§ **EXERCISE**: Please render the data below as a two-column CSV with the header "text" and "answer", one row per item, each value in a single quoted field with line breaks replaced by spaces. Begin at the line that contains "Expected: for each instance of the front" and stop after the line that contains "x=184 y=414".
* begin *
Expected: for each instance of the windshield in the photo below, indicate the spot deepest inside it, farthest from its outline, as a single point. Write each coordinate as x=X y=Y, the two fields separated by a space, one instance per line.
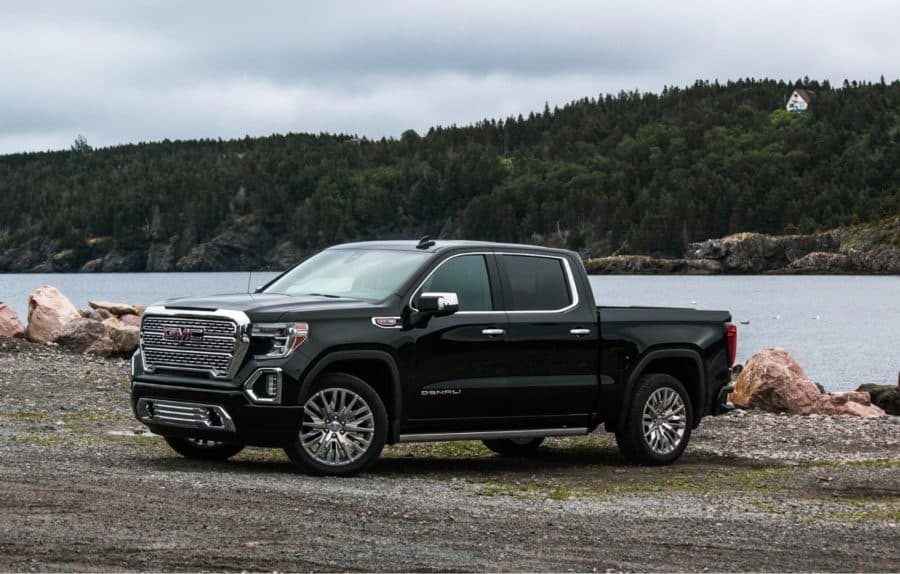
x=350 y=273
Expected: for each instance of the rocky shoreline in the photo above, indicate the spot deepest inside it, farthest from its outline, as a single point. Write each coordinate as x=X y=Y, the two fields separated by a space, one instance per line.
x=83 y=489
x=244 y=244
x=869 y=249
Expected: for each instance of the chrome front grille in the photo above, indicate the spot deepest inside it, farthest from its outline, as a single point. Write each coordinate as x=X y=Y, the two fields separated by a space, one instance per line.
x=212 y=342
x=186 y=415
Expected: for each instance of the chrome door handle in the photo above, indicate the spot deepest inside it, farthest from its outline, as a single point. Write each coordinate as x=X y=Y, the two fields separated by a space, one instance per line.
x=493 y=332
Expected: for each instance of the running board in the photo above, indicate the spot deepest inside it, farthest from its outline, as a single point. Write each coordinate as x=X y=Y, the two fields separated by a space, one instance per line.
x=486 y=435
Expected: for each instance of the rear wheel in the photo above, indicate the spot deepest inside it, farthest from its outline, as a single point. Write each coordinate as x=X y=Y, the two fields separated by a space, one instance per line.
x=658 y=422
x=514 y=446
x=343 y=430
x=202 y=448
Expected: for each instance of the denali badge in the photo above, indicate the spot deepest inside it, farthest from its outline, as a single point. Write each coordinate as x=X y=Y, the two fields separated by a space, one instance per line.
x=183 y=334
x=431 y=393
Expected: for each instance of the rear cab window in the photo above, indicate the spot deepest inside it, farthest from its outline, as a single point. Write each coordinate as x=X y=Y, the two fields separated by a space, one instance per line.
x=536 y=283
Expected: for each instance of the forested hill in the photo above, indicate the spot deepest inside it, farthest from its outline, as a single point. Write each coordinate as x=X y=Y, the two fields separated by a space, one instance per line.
x=632 y=173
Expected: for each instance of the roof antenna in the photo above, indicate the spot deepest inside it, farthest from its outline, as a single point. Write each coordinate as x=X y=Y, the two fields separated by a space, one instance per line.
x=425 y=242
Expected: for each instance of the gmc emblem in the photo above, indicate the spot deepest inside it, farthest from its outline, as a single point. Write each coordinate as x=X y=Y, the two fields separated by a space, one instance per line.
x=183 y=334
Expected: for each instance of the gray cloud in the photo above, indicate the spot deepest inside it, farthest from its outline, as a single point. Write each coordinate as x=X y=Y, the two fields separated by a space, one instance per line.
x=123 y=72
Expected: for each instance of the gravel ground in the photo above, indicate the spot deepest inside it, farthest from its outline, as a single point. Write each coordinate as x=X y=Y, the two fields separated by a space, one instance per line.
x=80 y=490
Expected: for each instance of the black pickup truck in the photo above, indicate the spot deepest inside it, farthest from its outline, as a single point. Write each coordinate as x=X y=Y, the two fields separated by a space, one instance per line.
x=371 y=343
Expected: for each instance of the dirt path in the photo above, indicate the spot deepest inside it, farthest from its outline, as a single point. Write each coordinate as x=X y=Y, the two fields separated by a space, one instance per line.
x=75 y=497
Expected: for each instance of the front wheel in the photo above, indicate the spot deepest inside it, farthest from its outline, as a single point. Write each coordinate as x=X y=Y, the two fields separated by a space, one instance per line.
x=343 y=430
x=657 y=424
x=514 y=446
x=202 y=448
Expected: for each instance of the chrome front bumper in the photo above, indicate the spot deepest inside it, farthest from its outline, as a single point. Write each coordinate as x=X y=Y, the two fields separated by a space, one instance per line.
x=184 y=414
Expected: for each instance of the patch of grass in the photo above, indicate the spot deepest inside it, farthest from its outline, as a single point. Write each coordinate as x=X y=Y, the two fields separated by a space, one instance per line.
x=451 y=449
x=42 y=440
x=528 y=490
x=28 y=416
x=880 y=463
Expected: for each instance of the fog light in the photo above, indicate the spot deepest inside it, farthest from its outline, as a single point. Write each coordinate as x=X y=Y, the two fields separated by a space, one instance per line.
x=271 y=384
x=264 y=386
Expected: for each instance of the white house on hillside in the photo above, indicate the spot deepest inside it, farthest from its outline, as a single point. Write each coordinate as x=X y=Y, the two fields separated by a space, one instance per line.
x=800 y=100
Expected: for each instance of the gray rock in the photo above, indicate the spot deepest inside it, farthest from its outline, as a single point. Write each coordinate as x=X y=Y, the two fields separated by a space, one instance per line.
x=885 y=396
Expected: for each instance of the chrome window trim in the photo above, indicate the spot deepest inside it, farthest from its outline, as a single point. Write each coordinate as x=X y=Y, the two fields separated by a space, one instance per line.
x=241 y=338
x=566 y=265
x=397 y=326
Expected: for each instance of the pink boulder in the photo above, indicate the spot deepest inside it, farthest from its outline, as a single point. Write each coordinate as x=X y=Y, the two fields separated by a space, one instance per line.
x=85 y=336
x=773 y=381
x=10 y=326
x=48 y=312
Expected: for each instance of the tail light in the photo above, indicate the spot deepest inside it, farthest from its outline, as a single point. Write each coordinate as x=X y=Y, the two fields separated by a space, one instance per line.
x=731 y=342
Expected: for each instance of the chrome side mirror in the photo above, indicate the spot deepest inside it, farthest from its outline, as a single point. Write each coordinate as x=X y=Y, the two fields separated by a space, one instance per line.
x=438 y=304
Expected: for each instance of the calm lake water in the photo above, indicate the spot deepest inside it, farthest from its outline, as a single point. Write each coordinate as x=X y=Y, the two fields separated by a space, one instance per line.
x=844 y=330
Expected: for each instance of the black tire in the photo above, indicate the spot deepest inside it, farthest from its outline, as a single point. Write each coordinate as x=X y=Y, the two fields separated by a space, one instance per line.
x=668 y=426
x=514 y=447
x=313 y=454
x=203 y=449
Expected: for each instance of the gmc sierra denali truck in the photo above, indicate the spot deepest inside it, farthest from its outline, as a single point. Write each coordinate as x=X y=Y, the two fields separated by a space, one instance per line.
x=371 y=343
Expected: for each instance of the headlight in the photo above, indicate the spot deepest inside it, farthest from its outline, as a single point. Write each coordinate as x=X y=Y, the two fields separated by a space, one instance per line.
x=285 y=337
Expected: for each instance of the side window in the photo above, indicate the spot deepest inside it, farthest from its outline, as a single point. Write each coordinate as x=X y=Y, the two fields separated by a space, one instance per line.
x=536 y=283
x=467 y=277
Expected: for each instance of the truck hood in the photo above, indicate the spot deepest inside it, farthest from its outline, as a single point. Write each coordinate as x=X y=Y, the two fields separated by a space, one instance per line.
x=270 y=306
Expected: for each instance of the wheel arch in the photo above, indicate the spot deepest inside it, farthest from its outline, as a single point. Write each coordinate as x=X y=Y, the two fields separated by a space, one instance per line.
x=684 y=364
x=376 y=368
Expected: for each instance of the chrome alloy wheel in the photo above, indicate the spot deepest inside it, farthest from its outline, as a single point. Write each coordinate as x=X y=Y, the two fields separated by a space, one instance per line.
x=664 y=420
x=337 y=428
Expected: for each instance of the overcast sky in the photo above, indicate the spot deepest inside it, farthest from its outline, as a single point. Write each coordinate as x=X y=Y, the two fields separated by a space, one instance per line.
x=130 y=71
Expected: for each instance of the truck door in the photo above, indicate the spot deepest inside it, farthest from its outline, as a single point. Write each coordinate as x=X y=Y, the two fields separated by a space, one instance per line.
x=460 y=372
x=552 y=355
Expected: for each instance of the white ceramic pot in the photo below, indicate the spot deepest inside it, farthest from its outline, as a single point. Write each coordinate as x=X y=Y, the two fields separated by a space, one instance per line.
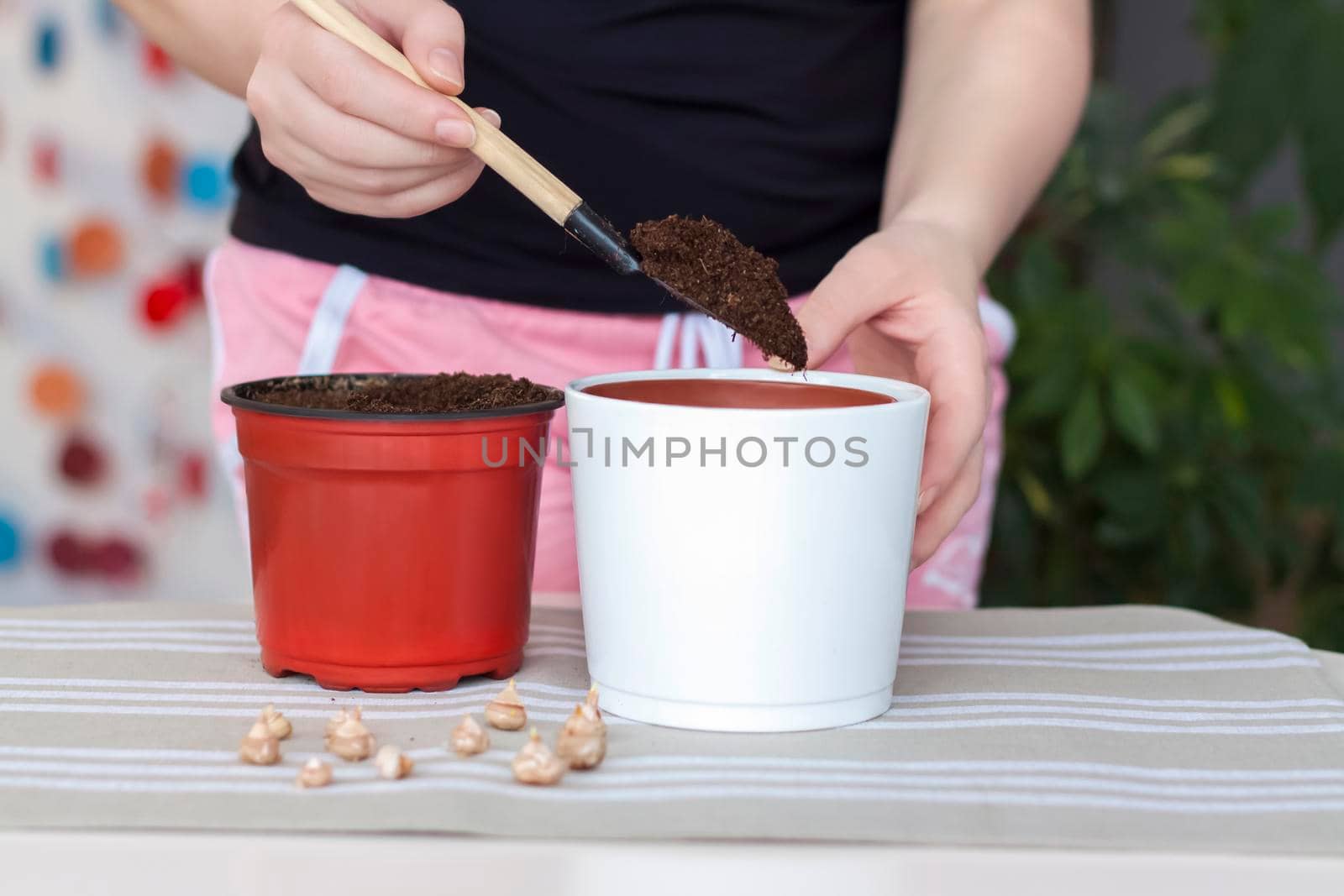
x=753 y=590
* end *
§ **ANSWER TO THE EXERCISE**:
text,answer
"Expected: for each instance of the front wheel in the photo above, indicate the spot deepest inside it, farthest from its outline, as a single point. Write each coordinate as x=X y=Y, the two fields separated by a space, one instance per line.","x=343 y=430 x=657 y=424 x=514 y=446 x=202 y=448"
"Expected: for each instance of the chrome front bumper in the photo above, indicate the spot deepest inside it, farthest from its outline, as a single point. Write each coordinate as x=X y=Y, the two fields separated by a space, one instance per line.","x=184 y=414"